Directions
Print the entries exactly as they appear, and omit any images.

Stored entries:
==============================

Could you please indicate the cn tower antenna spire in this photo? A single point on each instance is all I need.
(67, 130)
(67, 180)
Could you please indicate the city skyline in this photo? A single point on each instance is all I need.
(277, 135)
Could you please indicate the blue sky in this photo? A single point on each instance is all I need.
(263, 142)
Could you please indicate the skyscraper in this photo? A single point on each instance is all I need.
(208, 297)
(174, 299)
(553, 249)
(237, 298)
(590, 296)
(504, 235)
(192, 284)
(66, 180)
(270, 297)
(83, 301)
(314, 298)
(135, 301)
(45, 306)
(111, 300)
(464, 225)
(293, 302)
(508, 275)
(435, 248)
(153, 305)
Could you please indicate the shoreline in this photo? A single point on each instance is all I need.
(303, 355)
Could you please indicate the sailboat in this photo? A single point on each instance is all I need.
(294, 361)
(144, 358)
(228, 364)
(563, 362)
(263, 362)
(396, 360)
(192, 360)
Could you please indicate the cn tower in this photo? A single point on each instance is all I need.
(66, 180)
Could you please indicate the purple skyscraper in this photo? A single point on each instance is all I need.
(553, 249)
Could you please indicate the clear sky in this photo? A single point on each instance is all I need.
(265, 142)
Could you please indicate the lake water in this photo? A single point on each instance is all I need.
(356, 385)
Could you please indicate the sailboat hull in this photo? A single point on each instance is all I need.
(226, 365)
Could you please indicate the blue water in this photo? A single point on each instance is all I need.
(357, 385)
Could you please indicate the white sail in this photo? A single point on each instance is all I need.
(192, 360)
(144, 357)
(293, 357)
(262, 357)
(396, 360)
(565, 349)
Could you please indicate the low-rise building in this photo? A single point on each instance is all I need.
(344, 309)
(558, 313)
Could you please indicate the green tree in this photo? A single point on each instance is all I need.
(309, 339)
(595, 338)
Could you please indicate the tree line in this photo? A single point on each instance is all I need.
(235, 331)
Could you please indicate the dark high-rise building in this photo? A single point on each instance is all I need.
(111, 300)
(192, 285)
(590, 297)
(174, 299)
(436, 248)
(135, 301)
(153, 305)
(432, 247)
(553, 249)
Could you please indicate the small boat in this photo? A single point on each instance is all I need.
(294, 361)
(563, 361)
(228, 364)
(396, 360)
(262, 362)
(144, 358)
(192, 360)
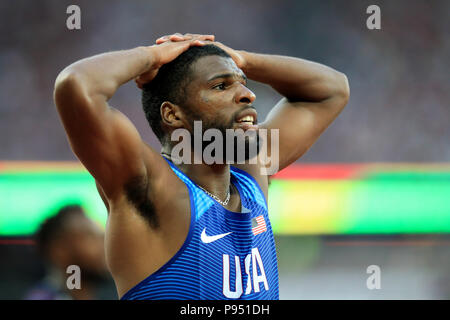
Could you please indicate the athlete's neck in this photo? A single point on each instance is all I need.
(214, 178)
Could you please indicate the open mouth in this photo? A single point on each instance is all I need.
(247, 120)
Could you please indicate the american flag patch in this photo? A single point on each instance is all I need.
(258, 225)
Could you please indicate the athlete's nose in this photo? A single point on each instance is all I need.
(244, 95)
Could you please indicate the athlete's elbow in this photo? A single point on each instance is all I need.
(342, 88)
(68, 86)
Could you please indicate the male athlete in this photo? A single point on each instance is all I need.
(186, 230)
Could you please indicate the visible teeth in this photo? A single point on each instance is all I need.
(246, 119)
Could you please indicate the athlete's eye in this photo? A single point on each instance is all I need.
(220, 86)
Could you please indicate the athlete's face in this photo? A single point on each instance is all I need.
(218, 96)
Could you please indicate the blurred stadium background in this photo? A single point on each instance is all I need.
(374, 189)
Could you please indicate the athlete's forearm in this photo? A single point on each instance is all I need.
(103, 74)
(294, 78)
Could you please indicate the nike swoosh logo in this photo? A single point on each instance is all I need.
(208, 239)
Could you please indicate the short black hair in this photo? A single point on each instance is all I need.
(170, 84)
(54, 226)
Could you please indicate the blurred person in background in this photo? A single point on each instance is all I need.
(71, 238)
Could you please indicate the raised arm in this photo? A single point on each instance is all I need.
(104, 139)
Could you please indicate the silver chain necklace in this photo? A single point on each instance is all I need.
(224, 203)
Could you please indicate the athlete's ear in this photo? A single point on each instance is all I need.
(172, 115)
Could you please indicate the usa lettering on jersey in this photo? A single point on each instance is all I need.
(255, 277)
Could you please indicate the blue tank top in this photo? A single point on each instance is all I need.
(226, 255)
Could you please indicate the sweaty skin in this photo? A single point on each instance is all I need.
(149, 221)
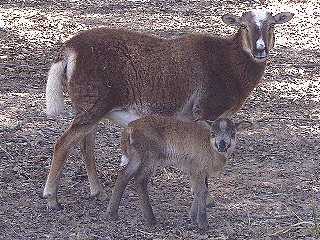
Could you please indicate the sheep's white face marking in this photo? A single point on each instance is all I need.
(257, 31)
(259, 16)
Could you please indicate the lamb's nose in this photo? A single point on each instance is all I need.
(222, 147)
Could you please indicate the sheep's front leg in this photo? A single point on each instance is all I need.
(122, 181)
(198, 212)
(141, 183)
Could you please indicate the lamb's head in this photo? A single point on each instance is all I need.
(257, 30)
(223, 134)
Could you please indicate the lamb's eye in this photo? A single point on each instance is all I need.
(242, 26)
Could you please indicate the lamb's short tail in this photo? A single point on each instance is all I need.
(54, 88)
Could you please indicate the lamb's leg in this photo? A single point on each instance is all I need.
(122, 181)
(198, 210)
(141, 182)
(64, 144)
(209, 201)
(87, 149)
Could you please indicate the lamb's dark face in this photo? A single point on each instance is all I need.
(257, 29)
(223, 132)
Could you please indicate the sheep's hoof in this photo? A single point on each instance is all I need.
(210, 204)
(203, 225)
(151, 221)
(54, 207)
(112, 216)
(100, 196)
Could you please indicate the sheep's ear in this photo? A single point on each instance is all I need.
(204, 123)
(240, 126)
(283, 17)
(230, 19)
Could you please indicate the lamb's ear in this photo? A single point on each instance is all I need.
(204, 123)
(240, 126)
(283, 17)
(231, 19)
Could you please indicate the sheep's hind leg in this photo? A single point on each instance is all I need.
(64, 144)
(141, 183)
(87, 149)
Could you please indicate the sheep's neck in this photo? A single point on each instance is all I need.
(248, 71)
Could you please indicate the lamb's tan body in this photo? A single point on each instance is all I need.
(125, 75)
(156, 141)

==============================

Answer space
Could you please indicate the cn tower antenna spire in this photo? A single point on each instance is all I need.
(67, 130)
(67, 180)
Could you please indicate the city skyline in this photo? A single point on each instance is all I need.
(277, 135)
Could you please indicate the blue sky in this photo? A single point on each instance is all I need.
(263, 142)
Could you please indicate the skyscraper in this photo? A single point on each instance is all I need.
(208, 297)
(174, 299)
(553, 249)
(237, 298)
(590, 296)
(504, 235)
(192, 284)
(66, 180)
(270, 297)
(83, 301)
(314, 298)
(135, 301)
(45, 306)
(111, 300)
(464, 225)
(293, 302)
(508, 275)
(435, 248)
(153, 305)
Could you please indicate the shoreline in this photo? A single point on each instance is all I need.
(303, 355)
Could you please indicate the sailboat in this photo? A single point on each instance is all I need.
(294, 361)
(144, 358)
(228, 364)
(563, 362)
(263, 362)
(396, 360)
(192, 360)
Could you please indicate the cn tower in this photo? A single point on each instance is all I need.
(66, 180)
Could you please indicate the purple skyscraper in this photo? A single point on each instance is all I need.
(553, 249)
Could you please indicate the clear sky in this photo? A single point on each instance is all I need.
(265, 142)
Could you please indicate the lake water in this photo? A single point on each instance is all I need.
(356, 385)
Could you please indicate the sailboat hull in this photo? A single point on each instance is all I need.
(226, 365)
Could you please indicate the blue water in this photo? A single point on each instance is all I need.
(357, 385)
Could you please indicate the white sail in this photo? A single point on each instance is all I need.
(192, 360)
(144, 357)
(293, 357)
(262, 357)
(396, 360)
(565, 349)
Could you please indicate the low-rise building in this photo? A single point on each instance is all I need.
(344, 309)
(558, 313)
Could you please indicate the green tree in this photo? A single point on each instance is all I need.
(309, 339)
(595, 338)
Could you please indicate the tree line in this photo? A single point on each instance is all I need.
(235, 331)
Could you please indicate the dark high-rise building in this photo? A single point on each instance is all I need.
(111, 300)
(192, 285)
(590, 297)
(174, 299)
(436, 248)
(135, 301)
(153, 305)
(432, 247)
(553, 249)
Could you please indicate the small boat in this photo? A single point on each instance is all I need.
(294, 361)
(563, 361)
(228, 364)
(396, 360)
(262, 362)
(144, 358)
(192, 360)
Could you please indicate the athlete's neck in this photo? A single point on each instance is all I need.
(214, 178)
Could you please indicate the open mouth in this photo? A single point on each instance is all I need.
(247, 120)
Could you please indicate the american flag patch in this photo? A single point on each instance is all I need.
(258, 225)
Could you please indicate the athlete's nose in this photo? A single point on each instance is all I need.
(244, 95)
Could you please indicate the athlete's elbow in this photo? A single point on each instance is all I need.
(342, 88)
(68, 86)
Could you please indicate the male athlete in this photo? A single point on each instance is all I need.
(186, 230)
Could you please indicate the visible teeth in this photo? A single point on each instance is all I need.
(246, 119)
Could you please indicate the athlete's eye in this photo? A single point on each instance is all I need.
(220, 86)
Could you please indicate the athlete's face in this photo? A single point on each instance is all I need.
(218, 96)
Could you please indicate the blurred stadium background in this photo? A single point on each instance is all I need.
(374, 189)
Could you please indicate the athlete's forearm in this photo? A single point on each instance is all I need.
(103, 74)
(294, 78)
Could you please indicate the nike swoosh logo in this photo? A single point on each instance is all I need.
(208, 239)
Could you please indicate the short black hair in this photo? A single point on each instance is all I need.
(170, 84)
(54, 226)
Could you please indicate the blurred person in background in this photo? A single point on each instance is all I need.
(71, 238)
Could you please indicate the raised arm in this photo? A single point on each instance is all I need.
(104, 139)
Could you please indicate the silver chain necklace in this photo? A single point on each instance is all I need.
(224, 203)
Could you please indicate the athlete's ear in this photo? A single point on each instance is all I need.
(172, 115)
Could you please indicate the usa lettering on jersey in this photo? A single point on each instance is all I need.
(255, 277)
Could you please indicate the blue tank top in this photo? A single point on each instance is all I need.
(226, 255)
Could you please indicate the sweaty skin in this photo? A single point on each instance is all I need.
(149, 221)
Could you please indicate the sheep's white face marking in this photo? A single point on each instance is all I need.
(257, 31)
(259, 16)
Could you please indicate the lamb's nose in this photo? A single point on each instance is all I need.
(222, 147)
Could you please indicate the sheep's front leg in this photo? A single point on each instance is all I need.
(122, 181)
(198, 212)
(141, 183)
Could you please indicate the lamb's head in this photo? A single point on each instance is all I need.
(257, 30)
(223, 134)
Could you please indicate the lamb's eye in this photo? A single point on each instance is all I need.
(242, 26)
Could you please indicate the lamb's short tail in this photo? A single point on each instance is all I need.
(54, 88)
Could you please indicate the lamb's leg in this photo? A single point on each instance is all I need.
(122, 181)
(198, 210)
(141, 182)
(64, 144)
(209, 201)
(87, 149)
Could you please indicate the lamb's dark face in this photo? A single point on each instance is all I need.
(257, 29)
(223, 132)
Could you please indicate the sheep's hoof in this photo? A single point on each instance is all I need.
(210, 204)
(203, 225)
(151, 221)
(54, 207)
(112, 216)
(100, 196)
Could you please indicate the sheep's ear in this photo? A single point on each instance is all I need.
(204, 123)
(240, 126)
(283, 17)
(230, 19)
Could you please indicate the lamb's ear in this photo? A single point on each instance is all I need.
(204, 123)
(240, 126)
(283, 17)
(231, 19)
Could you please indicate the sheep's hind leg in this photo? A single point on each instance is all I need.
(64, 144)
(141, 183)
(87, 149)
Could you please indicate the sheep's neck in this photo? A single point on each instance is all I need.
(248, 71)
Could you please indicate the lamb's tan body in this photo? A single point on each instance is all I need.
(125, 75)
(156, 141)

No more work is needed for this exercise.